## Exercise directions:
Starting with the first line of the entries and going through the line with "<point>944,536</point>", write those lines out again, swapping "Target" for "Label" and changing nothing else. Leave the pictures out.

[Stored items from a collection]
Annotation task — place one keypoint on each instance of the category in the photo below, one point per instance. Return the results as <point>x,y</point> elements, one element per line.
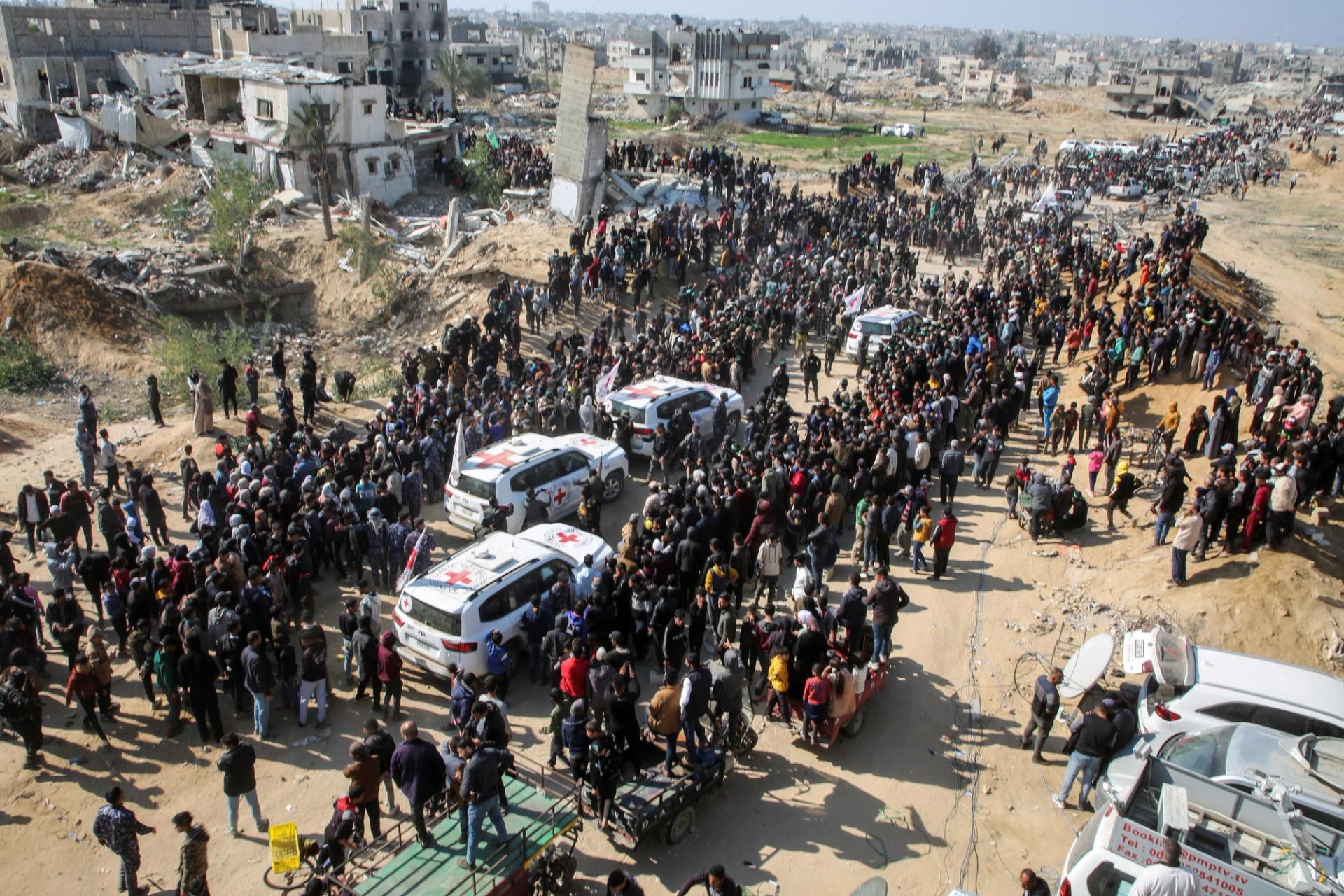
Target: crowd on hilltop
<point>766,511</point>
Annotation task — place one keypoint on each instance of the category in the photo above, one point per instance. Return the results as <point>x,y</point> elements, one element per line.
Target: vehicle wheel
<point>857,723</point>
<point>613,485</point>
<point>680,827</point>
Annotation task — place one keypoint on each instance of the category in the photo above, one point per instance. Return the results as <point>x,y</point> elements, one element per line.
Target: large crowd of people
<point>736,548</point>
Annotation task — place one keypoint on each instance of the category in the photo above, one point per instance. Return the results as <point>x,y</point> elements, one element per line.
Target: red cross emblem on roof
<point>496,458</point>
<point>457,577</point>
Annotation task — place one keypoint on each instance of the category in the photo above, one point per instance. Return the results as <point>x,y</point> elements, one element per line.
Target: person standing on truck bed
<point>1167,878</point>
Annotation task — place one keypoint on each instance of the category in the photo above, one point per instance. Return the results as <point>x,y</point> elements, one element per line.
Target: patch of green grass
<point>850,137</point>
<point>187,344</point>
<point>629,125</point>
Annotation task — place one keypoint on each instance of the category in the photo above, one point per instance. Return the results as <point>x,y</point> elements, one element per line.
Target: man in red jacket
<point>944,536</point>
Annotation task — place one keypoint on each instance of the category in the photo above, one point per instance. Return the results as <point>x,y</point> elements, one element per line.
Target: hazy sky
<point>1297,20</point>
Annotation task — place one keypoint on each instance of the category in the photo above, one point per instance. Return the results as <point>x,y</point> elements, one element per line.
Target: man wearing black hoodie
<point>197,675</point>
<point>886,598</point>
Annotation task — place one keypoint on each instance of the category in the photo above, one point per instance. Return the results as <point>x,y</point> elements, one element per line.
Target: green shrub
<point>483,181</point>
<point>23,368</point>
<point>188,344</point>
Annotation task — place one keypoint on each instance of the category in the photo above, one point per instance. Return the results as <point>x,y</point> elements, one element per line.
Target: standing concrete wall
<point>580,152</point>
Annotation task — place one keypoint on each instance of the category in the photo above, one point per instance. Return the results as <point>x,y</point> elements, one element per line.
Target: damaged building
<point>242,112</point>
<point>714,74</point>
<point>49,54</point>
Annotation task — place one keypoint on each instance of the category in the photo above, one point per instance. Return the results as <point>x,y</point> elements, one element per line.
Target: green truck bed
<point>536,818</point>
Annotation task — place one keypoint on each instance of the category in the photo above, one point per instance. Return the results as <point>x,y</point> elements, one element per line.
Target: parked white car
<point>447,615</point>
<point>1128,188</point>
<point>555,466</point>
<point>1238,757</point>
<point>655,400</point>
<point>1190,688</point>
<point>881,324</point>
<point>899,130</point>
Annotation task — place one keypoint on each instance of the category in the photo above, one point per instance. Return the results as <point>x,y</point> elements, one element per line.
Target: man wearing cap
<point>1166,878</point>
<point>1044,708</point>
<point>1281,503</point>
<point>118,830</point>
<point>622,884</point>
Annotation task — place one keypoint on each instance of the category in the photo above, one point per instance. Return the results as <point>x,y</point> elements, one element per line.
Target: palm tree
<point>454,77</point>
<point>309,136</point>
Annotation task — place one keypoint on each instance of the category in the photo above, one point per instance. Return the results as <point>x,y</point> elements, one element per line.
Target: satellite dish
<point>1088,665</point>
<point>872,887</point>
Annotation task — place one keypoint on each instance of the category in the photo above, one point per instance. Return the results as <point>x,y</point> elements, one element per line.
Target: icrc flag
<point>458,454</point>
<point>604,386</point>
<point>854,301</point>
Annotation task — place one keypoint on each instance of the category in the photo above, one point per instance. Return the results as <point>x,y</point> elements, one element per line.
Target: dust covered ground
<point>933,794</point>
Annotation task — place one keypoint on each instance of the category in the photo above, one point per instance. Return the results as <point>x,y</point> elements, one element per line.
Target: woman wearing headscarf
<point>1171,422</point>
<point>1217,429</point>
<point>1198,426</point>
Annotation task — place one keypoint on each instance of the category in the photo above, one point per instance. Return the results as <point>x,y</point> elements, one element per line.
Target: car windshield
<point>432,617</point>
<point>1203,752</point>
<point>476,488</point>
<point>620,407</point>
<point>1172,659</point>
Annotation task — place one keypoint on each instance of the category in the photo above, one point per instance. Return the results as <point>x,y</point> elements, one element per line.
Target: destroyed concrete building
<point>405,36</point>
<point>241,112</point>
<point>49,54</point>
<point>327,50</point>
<point>714,74</point>
<point>580,155</point>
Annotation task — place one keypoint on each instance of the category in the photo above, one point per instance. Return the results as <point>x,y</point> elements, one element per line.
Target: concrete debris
<point>1081,613</point>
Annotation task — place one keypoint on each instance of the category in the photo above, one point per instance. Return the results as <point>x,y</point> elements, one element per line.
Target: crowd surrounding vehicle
<point>657,400</point>
<point>448,614</point>
<point>879,326</point>
<point>556,468</point>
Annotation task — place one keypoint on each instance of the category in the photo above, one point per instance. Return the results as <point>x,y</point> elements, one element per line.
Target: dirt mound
<point>518,251</point>
<point>70,317</point>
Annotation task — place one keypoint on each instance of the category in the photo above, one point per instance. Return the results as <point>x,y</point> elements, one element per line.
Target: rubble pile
<point>1075,610</point>
<point>49,164</point>
<point>86,171</point>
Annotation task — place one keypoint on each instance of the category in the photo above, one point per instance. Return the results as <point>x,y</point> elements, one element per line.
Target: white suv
<point>881,324</point>
<point>1190,688</point>
<point>556,466</point>
<point>447,615</point>
<point>655,400</point>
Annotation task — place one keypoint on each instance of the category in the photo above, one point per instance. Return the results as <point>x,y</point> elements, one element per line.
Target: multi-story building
<point>713,74</point>
<point>409,34</point>
<point>340,52</point>
<point>54,52</point>
<point>244,112</point>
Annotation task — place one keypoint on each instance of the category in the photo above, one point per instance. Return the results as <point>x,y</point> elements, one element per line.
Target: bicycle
<point>1151,441</point>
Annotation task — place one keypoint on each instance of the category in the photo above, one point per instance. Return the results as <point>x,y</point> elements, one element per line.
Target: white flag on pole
<point>854,301</point>
<point>409,573</point>
<point>604,386</point>
<point>458,454</point>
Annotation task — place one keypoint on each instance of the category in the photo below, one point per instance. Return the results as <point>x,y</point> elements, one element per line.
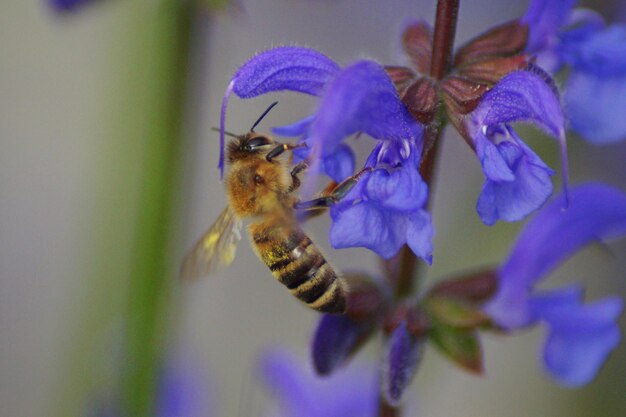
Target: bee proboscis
<point>260,187</point>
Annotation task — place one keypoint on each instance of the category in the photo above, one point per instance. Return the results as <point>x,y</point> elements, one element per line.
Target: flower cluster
<point>495,80</point>
<point>452,312</point>
<point>594,55</point>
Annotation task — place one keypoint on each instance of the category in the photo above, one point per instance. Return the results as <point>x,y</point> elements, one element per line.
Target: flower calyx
<point>477,66</point>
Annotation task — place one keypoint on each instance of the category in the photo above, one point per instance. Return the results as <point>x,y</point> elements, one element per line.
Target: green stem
<point>165,70</point>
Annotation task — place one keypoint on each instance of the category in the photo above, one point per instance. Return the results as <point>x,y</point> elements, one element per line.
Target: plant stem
<point>165,70</point>
<point>402,269</point>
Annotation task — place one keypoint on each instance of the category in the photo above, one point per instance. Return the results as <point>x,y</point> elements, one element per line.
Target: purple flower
<point>517,180</point>
<point>579,336</point>
<point>594,53</point>
<point>400,363</point>
<point>385,209</point>
<point>300,393</point>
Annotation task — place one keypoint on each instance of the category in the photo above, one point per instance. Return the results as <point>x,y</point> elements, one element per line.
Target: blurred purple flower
<point>579,336</point>
<point>300,393</point>
<point>400,363</point>
<point>384,211</point>
<point>594,53</point>
<point>517,180</point>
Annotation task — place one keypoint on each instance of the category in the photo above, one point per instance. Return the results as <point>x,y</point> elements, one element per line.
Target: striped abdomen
<point>299,265</point>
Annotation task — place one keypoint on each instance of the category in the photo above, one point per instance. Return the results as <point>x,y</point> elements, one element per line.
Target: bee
<point>260,188</point>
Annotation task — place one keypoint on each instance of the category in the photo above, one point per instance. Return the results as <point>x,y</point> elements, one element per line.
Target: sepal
<point>417,43</point>
<point>462,346</point>
<point>506,39</point>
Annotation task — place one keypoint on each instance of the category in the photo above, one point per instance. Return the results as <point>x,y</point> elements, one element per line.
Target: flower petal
<point>400,363</point>
<point>67,5</point>
<point>544,18</point>
<point>361,98</point>
<point>522,96</point>
<point>515,199</point>
<point>290,68</point>
<point>601,52</point>
<point>596,106</point>
<point>336,338</point>
<point>366,225</point>
<point>420,234</point>
<point>580,337</point>
<point>596,212</point>
<point>299,391</point>
<point>399,189</point>
<point>281,372</point>
<point>340,164</point>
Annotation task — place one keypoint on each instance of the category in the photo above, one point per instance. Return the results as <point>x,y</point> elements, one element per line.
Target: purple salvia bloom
<point>300,393</point>
<point>362,98</point>
<point>338,165</point>
<point>336,338</point>
<point>596,212</point>
<point>385,210</point>
<point>289,68</point>
<point>595,92</point>
<point>517,180</point>
<point>580,337</point>
<point>400,363</point>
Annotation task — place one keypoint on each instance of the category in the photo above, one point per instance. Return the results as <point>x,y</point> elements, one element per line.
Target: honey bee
<point>260,187</point>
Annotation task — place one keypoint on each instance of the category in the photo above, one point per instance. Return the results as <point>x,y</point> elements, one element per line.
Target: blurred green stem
<point>164,78</point>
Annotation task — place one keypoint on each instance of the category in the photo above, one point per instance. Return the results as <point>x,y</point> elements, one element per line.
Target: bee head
<point>247,145</point>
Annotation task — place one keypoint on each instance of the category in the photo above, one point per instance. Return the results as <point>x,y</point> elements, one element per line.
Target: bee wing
<point>215,249</point>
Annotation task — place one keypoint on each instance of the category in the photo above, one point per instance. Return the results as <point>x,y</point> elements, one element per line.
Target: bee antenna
<point>232,135</point>
<point>271,106</point>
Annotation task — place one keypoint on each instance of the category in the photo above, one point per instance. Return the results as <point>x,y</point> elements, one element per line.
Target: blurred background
<point>101,165</point>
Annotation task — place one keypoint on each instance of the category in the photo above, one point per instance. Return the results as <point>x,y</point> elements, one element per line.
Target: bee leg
<point>297,169</point>
<point>282,147</point>
<point>335,195</point>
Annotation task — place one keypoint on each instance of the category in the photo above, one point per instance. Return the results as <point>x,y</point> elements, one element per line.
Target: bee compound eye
<point>257,142</point>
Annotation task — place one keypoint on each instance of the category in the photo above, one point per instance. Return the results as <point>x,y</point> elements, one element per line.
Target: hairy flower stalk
<point>405,275</point>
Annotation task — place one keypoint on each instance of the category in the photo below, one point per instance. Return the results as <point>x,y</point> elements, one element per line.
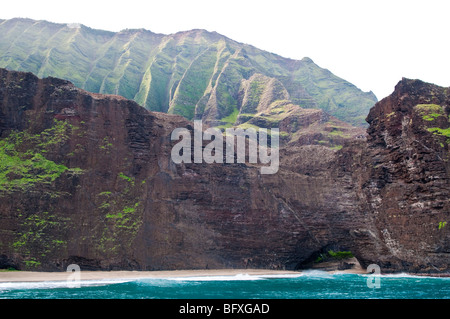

## Finished task:
Annotation task — place one keypoint on each instance of the category in the photo below, one point per instance. Return the results as <point>x,y</point> elements, one element per line.
Label: crowd on hilltop
<point>766,511</point>
Annotation task — place one keypoint on each instance of the category in the photo above, one point per instance. Return the results as <point>x,y</point> elements, one element per line.
Label: vehicle wheel
<point>857,723</point>
<point>613,485</point>
<point>680,827</point>
Annotation task — place one keypoint on each instance of the category in the photo above, one point per instance. Return the results as <point>x,y</point> elements, one element per line.
Label: large crowd of people
<point>736,548</point>
Annotation task — place one keypoint on each instance of the category in the photo above, one point per instance. Return the results as <point>x,y</point> elements, one element per line.
Label: red cross emblem on roof
<point>496,458</point>
<point>457,577</point>
Annotation task — place one keypoint on each instance of the category in the photo above, one point per instance. Return the results as <point>x,y</point> elements, one element per line.
Label: person standing on truck bed
<point>1167,878</point>
Annotation task — place one keypoint on each instance of the category in the photo above, one point per instance. Return the results as <point>x,y</point> elements, one element per line.
Label: patch of green grass
<point>850,137</point>
<point>187,344</point>
<point>629,125</point>
Annotation task — place one keypoint on each instance of the category in the photo above, one point per instance. Return the results as <point>x,y</point> elements, one element per line.
Label: man in red jacket
<point>944,536</point>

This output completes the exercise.